WHAT TO WORK ON - Your reply should reproduce each record precisely as written.

DATASET EXCERPTS -
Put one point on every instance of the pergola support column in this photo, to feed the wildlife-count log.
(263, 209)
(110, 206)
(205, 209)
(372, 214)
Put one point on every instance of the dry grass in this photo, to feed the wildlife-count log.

OUTPUT BELOW -
Put one point on every instance of the pergola support column in this photo, to feed the wildlife-count log.
(263, 209)
(110, 206)
(205, 209)
(372, 214)
Put one point on every instance of the dry grass in this photo, to feed the wildlife-count log.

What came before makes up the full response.